--- TEXT TO READ ---
Over the slowly unfolding story of astronaut Roy McBride, the actor reveals, with each shift in his gaze, the gradual awakening of an intensely self-contained character. Like Charlie Hunnam’s Percy Fawcett in The Lost City of Z (executive produced by Pitt), the protagonist of James Gray’s new film is a man on a mission. But Roy is no obsessed believer chasing a seemingly impossible dream; he’s a reluctant envoy on a top-secret assignment, a tight-lipped one-man search team seeking a national hero who’s probably gone mad — “Like I have a choice,” he muses bitterly.
Release date: Sep 20, 2019
Roy tackles more than his fair share of physical challenges — swimming an underground Martian lake, Mad Max-ing his way across the dark side of the Moon, scaling a colossal monument to optimism called the International Space Antenna — yet this is a portrayal that draws its power from stillness and close-ups. Pitt is working the minor keys to sublime effect (as he does in his exquisitely wry, career-best turn in Once Upon a Time in Hollywood).
But while less is more for the actor, that’s not necessarily the case for the movie, which tends toward the obvious and often feels adrift in a suspense-free void. Writer-director Gray’s handsomely crafted planet-hopping drama is by turns vividly eventful and deliberate in its uneventfulness, and it feels caught, somewhat awkwardly, between stark simplicity and violent leaps into hyperdrive. Similarly, the voiceover track that threads Roy’s thoughts through the action veer between the poetic and the psychotherapeutic — sometimes bitter and incisive (“We go to work, we do our jobs, and then it’s over”) and frequently unnecessary (“I’ve been trained to compartmentalize,” he points out, as if we hadn’t noticed).
Ad Astra has, at times, the meditative pace of sci-fi forebear Solaris, but certainly not the narrative complexity. Stripped down to the archetypal bones, the story revolves around straightforward father-son themes of love, veneration, abandonment, fear and longing: The missing astronaut Roy seeks is none other than his dad (Tommy Lee Jones), who happens to be the American space program’s most-decorated hero.
As potent as that premise is, with its Marlow-Kurtz dynamic between the narrator son and the off-the-grid father he’d long presumed dead, it plays out in a way that makes it easier to admire than to be swept up by. Perhaps because Ad Astra‘s genre tropes, however striking, are also familiar — a distracting bit of Gravity here, the inevitable nods to 2001: A Space Odyssey there — this episodic saga feels gussied up by them, as opposed to fully inhabiting the terrain. Lurching from one Homeric ordeal to the next, the film can be stubbornly uninvolving.
It’s set in a near future when interplanetary travel is not just a thing but a crucial source of hope; other worlds might offer remedies for Earth’s persistent woes (unseen, but we can imagine). The search for intelligent life has been underway at least since Clifford McBride (Jones) led the Lima Project to the outer edges of the solar system, only to disappear, along with his ship and crew. Roy was a teenager when his father went missing, and, cast in his shadow, has grown up idolizing him.
He’s become an esteemed astronaut in his own right, but he feels like a hired hand. The honchos at SpaceCom, a government agency with a somewhat privatized sheen, value him for his unflappable cool. Why wouldn’t they? His pulse has never topped 80, and they can’t hear that angry voiceover.

--- JOB ---
List the father-son themes that the review says the story revolves around.

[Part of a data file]
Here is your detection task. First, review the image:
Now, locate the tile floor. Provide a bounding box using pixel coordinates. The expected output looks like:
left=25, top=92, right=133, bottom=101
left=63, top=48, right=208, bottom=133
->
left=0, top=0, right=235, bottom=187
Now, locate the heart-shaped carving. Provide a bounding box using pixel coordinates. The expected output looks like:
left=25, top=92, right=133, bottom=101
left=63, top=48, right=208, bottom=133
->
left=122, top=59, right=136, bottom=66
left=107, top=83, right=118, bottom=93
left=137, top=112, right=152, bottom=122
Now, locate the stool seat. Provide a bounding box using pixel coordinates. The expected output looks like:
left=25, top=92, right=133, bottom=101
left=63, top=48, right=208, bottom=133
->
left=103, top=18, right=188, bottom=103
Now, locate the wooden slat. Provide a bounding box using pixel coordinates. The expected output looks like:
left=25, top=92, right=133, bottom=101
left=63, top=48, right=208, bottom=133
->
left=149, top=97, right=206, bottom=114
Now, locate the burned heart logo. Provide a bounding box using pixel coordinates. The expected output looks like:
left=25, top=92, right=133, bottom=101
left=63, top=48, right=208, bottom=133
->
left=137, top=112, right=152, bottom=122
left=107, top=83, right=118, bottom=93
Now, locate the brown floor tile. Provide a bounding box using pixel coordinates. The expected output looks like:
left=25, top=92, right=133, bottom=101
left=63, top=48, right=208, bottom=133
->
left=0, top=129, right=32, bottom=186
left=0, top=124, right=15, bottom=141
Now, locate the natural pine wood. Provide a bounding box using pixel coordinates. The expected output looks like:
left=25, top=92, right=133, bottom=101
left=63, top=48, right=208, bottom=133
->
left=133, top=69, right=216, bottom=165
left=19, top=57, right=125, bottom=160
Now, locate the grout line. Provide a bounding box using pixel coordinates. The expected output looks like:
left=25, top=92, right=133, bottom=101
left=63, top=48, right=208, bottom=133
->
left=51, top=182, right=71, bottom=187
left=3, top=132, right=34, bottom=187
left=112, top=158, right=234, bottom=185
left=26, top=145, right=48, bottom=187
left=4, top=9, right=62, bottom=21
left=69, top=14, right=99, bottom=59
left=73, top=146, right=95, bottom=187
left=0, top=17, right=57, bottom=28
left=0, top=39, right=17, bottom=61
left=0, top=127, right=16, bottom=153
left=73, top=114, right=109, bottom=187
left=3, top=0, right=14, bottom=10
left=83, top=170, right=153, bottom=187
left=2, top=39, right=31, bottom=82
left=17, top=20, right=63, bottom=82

--- FINISHED ANSWER ---
Love, veneration, abandonment, fear, longing